The problem: Gather each line containing the string "helmet" from these entries.

- - - - - - -

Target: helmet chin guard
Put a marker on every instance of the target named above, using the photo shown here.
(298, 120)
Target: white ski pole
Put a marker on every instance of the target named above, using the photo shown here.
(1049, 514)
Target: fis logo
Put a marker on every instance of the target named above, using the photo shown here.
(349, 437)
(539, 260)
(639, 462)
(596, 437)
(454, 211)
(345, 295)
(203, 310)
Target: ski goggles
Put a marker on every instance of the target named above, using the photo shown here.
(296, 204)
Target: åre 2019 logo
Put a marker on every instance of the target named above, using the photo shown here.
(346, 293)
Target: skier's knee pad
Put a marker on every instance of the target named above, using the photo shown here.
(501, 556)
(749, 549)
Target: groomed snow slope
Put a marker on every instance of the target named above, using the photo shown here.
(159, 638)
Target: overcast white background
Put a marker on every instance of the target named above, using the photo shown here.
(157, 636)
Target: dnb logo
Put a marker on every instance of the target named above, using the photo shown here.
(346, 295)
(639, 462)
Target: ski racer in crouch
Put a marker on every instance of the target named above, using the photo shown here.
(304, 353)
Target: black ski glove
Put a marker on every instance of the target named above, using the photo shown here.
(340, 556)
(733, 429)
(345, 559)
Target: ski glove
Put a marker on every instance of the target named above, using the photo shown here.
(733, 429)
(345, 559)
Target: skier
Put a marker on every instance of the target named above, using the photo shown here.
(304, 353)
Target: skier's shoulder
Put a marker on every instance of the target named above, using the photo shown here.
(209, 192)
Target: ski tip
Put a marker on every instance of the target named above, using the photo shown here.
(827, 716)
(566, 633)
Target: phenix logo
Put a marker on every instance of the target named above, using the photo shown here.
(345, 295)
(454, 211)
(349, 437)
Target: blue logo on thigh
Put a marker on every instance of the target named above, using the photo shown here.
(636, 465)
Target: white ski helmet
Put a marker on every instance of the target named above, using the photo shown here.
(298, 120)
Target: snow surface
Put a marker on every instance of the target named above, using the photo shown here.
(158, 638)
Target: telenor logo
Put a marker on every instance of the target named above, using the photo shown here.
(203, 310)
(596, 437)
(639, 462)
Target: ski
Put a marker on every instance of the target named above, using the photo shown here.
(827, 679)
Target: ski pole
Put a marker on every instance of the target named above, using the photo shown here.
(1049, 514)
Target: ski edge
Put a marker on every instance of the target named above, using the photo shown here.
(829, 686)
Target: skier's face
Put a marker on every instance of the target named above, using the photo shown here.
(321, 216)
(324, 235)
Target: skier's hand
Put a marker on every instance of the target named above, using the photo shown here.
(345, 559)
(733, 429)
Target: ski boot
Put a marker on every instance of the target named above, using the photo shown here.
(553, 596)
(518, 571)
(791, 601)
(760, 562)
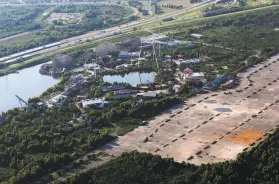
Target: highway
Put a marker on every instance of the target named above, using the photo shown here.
(75, 41)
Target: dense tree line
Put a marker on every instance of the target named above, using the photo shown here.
(96, 17)
(15, 20)
(260, 165)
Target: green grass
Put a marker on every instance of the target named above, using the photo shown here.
(87, 45)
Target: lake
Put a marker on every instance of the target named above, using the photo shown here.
(133, 78)
(26, 84)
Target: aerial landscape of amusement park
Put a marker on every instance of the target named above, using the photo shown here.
(139, 91)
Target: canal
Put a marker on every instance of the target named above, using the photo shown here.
(27, 83)
(133, 78)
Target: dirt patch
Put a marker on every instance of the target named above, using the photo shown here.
(248, 137)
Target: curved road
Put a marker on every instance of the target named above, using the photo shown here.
(74, 41)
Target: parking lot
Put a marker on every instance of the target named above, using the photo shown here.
(212, 127)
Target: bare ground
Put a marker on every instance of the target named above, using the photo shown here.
(212, 127)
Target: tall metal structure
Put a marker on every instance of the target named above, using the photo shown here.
(22, 102)
(149, 7)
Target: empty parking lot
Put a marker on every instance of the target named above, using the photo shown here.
(212, 127)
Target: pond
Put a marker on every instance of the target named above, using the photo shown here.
(26, 84)
(133, 78)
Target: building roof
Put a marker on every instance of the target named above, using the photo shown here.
(200, 74)
(191, 61)
(93, 101)
(148, 94)
(196, 35)
(58, 98)
(188, 70)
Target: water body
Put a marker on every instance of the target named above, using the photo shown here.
(223, 110)
(27, 83)
(133, 78)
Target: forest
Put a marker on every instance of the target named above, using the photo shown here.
(95, 17)
(260, 165)
(14, 20)
(35, 143)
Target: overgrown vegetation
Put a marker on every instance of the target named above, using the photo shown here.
(260, 165)
(95, 17)
(15, 19)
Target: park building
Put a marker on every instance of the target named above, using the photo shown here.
(94, 102)
(198, 36)
(2, 118)
(190, 76)
(128, 55)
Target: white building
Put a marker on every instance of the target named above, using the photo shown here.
(149, 94)
(58, 100)
(191, 61)
(96, 102)
(194, 76)
(195, 35)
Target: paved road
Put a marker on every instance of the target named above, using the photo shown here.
(74, 41)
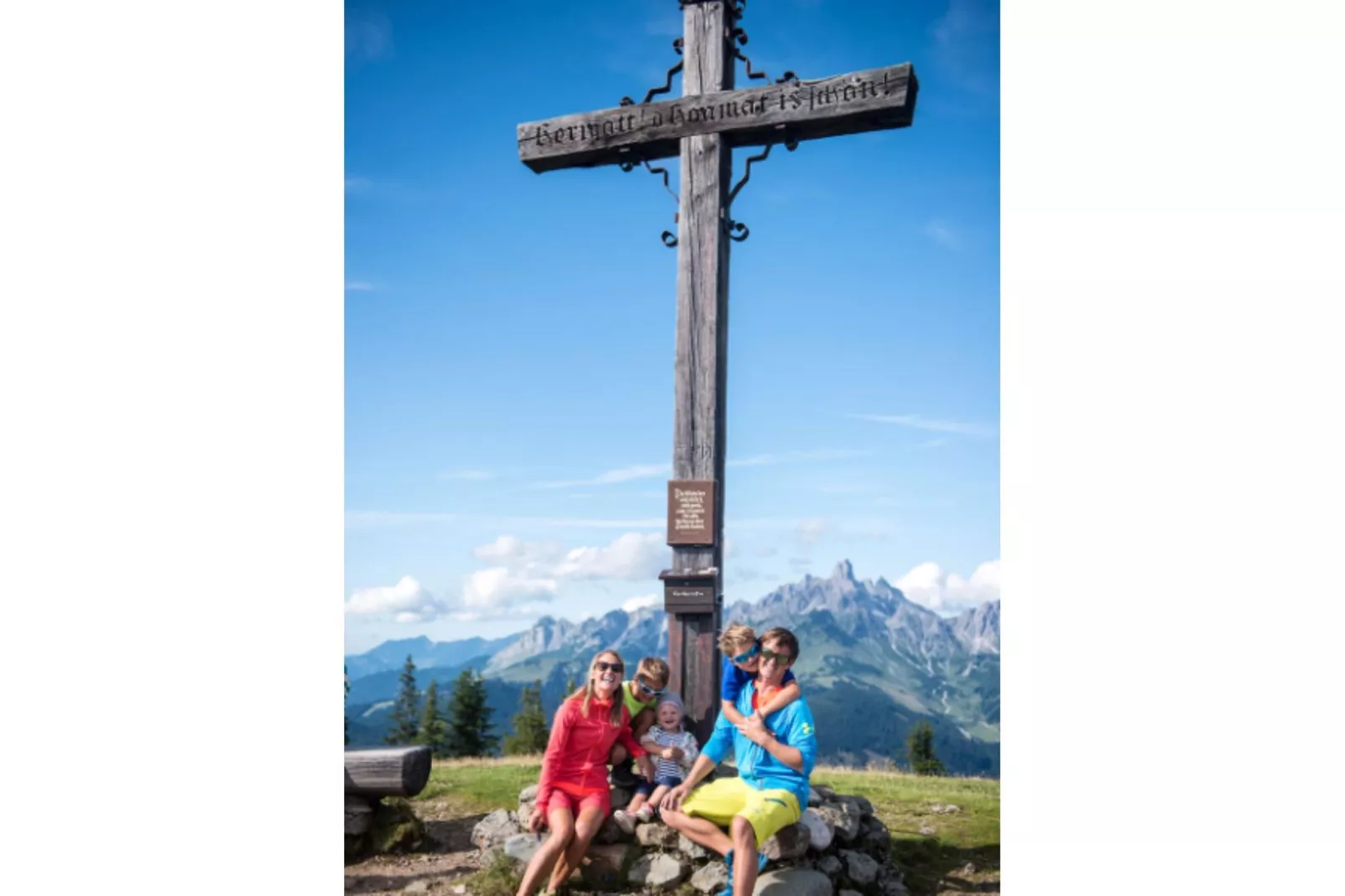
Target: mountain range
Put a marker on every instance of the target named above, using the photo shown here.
(870, 662)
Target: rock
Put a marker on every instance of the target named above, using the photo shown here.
(787, 844)
(860, 868)
(611, 833)
(359, 814)
(819, 832)
(521, 847)
(495, 829)
(843, 817)
(608, 865)
(792, 882)
(655, 834)
(658, 871)
(690, 849)
(710, 878)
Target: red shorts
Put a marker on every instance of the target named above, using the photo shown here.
(601, 801)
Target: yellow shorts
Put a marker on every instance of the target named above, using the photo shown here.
(723, 800)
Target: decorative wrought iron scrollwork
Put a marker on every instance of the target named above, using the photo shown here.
(740, 38)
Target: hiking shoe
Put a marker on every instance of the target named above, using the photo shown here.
(624, 821)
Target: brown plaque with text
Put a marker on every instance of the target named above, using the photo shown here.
(692, 512)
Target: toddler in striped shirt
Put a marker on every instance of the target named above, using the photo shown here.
(672, 749)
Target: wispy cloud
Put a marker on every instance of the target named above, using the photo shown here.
(368, 35)
(611, 476)
(943, 234)
(466, 474)
(915, 421)
(388, 519)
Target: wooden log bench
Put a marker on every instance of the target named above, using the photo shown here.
(392, 771)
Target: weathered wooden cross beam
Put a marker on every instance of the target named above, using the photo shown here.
(703, 128)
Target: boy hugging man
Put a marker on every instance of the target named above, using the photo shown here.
(741, 651)
(639, 694)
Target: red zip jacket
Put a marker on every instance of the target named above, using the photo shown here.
(580, 745)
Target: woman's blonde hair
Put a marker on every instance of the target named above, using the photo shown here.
(588, 692)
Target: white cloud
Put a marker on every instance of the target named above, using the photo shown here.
(406, 601)
(611, 476)
(368, 35)
(809, 532)
(639, 603)
(927, 584)
(943, 234)
(631, 557)
(498, 587)
(930, 425)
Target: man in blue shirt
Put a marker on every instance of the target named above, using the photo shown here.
(774, 758)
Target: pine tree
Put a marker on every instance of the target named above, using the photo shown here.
(530, 732)
(433, 731)
(920, 749)
(405, 721)
(470, 718)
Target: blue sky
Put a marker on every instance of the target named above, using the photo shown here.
(508, 335)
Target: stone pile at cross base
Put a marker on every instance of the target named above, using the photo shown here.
(837, 849)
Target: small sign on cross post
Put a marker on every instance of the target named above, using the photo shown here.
(703, 128)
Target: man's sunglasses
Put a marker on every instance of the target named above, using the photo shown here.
(743, 658)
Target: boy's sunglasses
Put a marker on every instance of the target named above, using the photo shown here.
(743, 658)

- - - - - - -

Answer to this problem:
Target: helmet chin guard
Target: white ski helmet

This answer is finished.